## Given passage
April 8 - Getting to the Borghese is difficult, but I made my 9am reservation. It was a visually satisfying experience. Then I check the Opus Dei headquarters near by. Then the Scavi tour of the Vatican and then St. Peter's Basilica itself. The Scavi tour was a keeper. Before 1940, saying that St. Peter's was built over the tomb of St. Peter was a essentially a matter of faith. Since 1940, those who so believe have convincing archaeological evidence in their favor.
April 9 (Maundy Thursday) - Giotto exhibit (temporary), then the Vatican museum from 12 - 5pm (seriously, it took that long). The museum's essential message: Michelangelo (Sistine Chapel) is to classicism (Greek sculpture) what Aquinas (Summa Theologica) is to the best of pagan philosophy (Aristotle). Catholicism, the great amoeba, absorbs again.
I barely caught the Pope at a St. John Lateran service, and then did the fountain walk (Spanish steps, Trevi fountain, etc.). I witnessed throngs of youth wandering the streets of Rome, some going to party, some going in droves from church to church to venerate the Blessed Sacrament. Choose this day, right? I went with the revering droves.

## Study material
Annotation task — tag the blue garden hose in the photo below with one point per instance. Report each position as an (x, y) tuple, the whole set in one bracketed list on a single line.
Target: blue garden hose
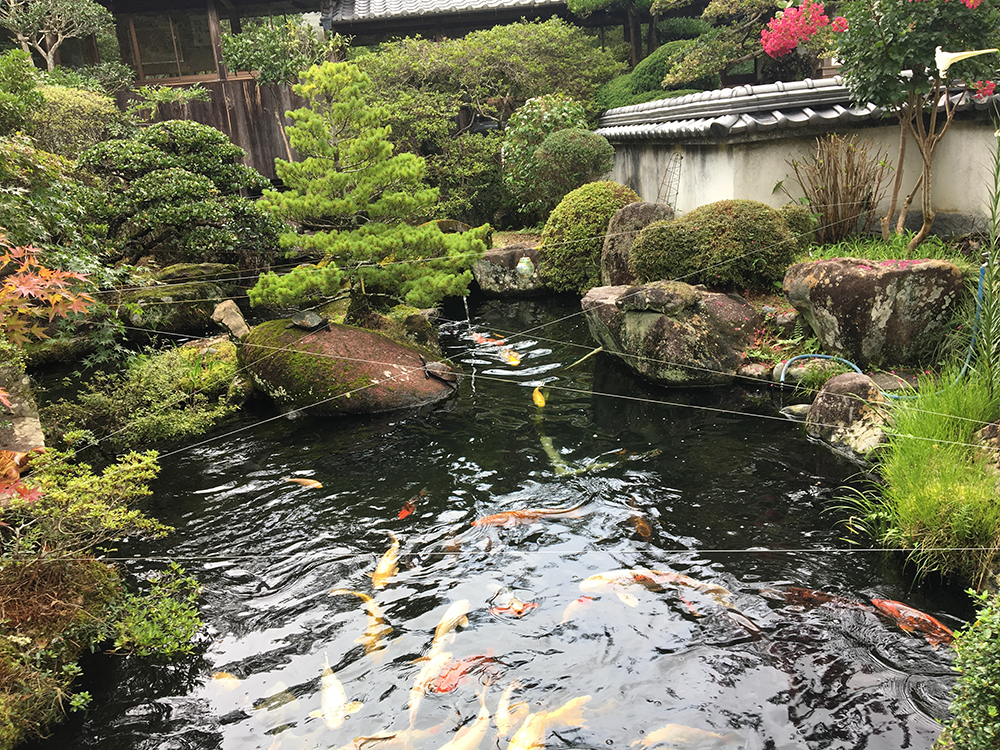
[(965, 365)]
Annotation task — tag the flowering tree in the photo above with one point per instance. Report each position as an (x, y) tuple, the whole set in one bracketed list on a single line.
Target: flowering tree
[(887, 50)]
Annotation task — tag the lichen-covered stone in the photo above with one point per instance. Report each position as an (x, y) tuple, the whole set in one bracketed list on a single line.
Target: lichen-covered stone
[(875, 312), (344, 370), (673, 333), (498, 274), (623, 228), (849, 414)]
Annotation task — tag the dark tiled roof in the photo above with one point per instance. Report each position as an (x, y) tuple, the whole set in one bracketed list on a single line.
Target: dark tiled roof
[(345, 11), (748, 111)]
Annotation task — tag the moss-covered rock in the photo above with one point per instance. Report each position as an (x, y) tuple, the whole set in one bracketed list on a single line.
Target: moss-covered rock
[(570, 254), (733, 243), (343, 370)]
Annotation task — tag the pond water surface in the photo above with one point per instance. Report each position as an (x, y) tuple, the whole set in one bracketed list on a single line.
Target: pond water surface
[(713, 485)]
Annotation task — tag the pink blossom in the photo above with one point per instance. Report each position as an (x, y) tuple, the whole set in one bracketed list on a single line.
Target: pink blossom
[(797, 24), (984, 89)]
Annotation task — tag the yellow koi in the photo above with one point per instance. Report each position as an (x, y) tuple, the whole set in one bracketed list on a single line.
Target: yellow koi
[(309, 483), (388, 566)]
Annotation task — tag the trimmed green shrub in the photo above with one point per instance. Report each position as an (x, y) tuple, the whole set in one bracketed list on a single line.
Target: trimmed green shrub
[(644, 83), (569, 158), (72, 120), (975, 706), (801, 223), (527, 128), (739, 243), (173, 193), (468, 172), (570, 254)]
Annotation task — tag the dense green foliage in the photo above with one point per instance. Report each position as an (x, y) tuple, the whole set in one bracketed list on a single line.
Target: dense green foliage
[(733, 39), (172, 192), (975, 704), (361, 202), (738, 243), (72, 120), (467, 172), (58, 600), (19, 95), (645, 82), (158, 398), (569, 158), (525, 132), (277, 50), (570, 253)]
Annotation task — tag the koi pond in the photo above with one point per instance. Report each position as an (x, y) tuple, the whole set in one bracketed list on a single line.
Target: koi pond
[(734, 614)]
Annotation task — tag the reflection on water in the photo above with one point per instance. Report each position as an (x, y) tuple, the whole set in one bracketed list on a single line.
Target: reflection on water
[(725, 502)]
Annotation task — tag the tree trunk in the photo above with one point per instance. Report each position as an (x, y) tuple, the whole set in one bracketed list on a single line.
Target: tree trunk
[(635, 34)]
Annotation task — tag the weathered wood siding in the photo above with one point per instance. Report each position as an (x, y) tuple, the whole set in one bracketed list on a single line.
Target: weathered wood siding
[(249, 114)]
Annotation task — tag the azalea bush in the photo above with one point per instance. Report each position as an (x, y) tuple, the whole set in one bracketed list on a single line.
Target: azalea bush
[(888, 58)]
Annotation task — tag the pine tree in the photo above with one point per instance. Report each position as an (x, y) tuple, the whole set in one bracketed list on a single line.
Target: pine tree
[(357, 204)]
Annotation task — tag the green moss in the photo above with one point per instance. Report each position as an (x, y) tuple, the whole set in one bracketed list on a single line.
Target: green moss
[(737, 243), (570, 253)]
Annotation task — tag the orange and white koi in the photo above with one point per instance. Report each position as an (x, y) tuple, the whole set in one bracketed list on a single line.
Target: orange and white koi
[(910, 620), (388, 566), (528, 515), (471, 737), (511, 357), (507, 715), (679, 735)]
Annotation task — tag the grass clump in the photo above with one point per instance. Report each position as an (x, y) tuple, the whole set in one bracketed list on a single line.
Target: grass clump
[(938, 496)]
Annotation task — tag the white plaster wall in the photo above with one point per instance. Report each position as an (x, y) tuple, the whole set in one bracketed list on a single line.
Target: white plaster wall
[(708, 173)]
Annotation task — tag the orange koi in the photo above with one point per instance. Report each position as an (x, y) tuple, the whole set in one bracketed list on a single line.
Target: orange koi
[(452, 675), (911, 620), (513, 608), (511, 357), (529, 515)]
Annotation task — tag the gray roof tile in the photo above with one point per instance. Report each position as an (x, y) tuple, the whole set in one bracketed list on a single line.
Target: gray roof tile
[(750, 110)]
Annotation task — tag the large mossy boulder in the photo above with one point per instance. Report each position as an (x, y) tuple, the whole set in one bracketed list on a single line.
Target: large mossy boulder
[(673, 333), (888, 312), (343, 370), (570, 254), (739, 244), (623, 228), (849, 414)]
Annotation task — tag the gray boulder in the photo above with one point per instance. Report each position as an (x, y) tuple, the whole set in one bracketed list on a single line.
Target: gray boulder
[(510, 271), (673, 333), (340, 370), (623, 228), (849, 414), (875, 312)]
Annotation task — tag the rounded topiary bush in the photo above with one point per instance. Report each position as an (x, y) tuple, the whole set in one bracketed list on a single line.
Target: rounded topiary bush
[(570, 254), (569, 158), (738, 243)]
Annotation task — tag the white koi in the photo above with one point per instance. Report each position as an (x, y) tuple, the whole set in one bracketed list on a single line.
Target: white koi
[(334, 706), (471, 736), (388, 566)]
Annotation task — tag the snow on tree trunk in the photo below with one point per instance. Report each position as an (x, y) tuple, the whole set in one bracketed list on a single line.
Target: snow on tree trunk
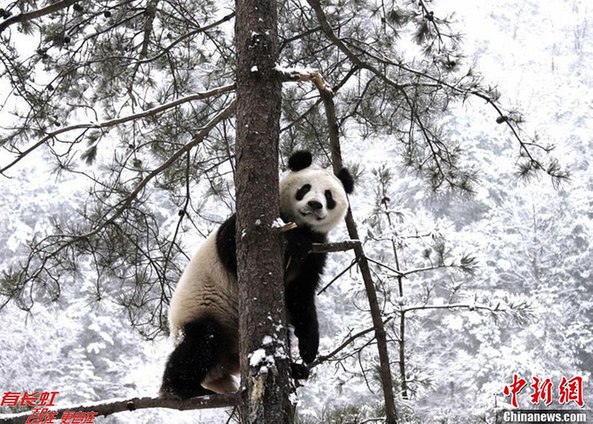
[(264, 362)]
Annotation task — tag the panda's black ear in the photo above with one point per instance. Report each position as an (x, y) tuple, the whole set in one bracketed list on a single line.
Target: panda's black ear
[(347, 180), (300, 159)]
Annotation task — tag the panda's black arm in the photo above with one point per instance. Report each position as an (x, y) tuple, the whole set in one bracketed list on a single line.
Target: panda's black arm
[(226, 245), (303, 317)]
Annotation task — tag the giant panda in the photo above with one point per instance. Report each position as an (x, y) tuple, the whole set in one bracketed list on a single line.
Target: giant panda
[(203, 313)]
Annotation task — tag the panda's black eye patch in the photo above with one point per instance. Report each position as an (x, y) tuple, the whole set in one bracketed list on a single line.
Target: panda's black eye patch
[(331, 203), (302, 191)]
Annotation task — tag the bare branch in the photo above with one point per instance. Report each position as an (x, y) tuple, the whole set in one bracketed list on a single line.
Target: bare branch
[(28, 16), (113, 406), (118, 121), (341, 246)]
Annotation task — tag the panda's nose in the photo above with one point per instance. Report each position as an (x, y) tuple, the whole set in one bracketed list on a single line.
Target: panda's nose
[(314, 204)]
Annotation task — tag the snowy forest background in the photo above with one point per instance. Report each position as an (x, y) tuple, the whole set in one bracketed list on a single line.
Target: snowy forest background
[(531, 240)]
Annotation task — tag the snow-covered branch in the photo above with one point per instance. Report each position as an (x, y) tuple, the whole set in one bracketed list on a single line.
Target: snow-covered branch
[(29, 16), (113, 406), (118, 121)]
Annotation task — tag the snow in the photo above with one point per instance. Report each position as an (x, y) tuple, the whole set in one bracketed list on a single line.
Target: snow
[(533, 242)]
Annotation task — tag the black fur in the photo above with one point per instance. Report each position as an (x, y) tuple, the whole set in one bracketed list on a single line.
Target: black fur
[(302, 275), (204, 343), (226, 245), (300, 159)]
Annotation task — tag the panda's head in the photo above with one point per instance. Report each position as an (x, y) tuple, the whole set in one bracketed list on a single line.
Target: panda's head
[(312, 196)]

## Assigned task
Could you repeat, word for word, the part of the Rome travel diary between "I barely caught" and "the revering droves.", inclusive?

## Exercise result
I barely caught the Pope at a St. John Lateran service, and then did the fountain walk (Spanish steps, Trevi fountain, etc.). I witnessed throngs of youth wandering the streets of Rome, some going to party, some going in droves from church to church to venerate the Blessed Sacrament. Choose this day, right? I went with the revering droves.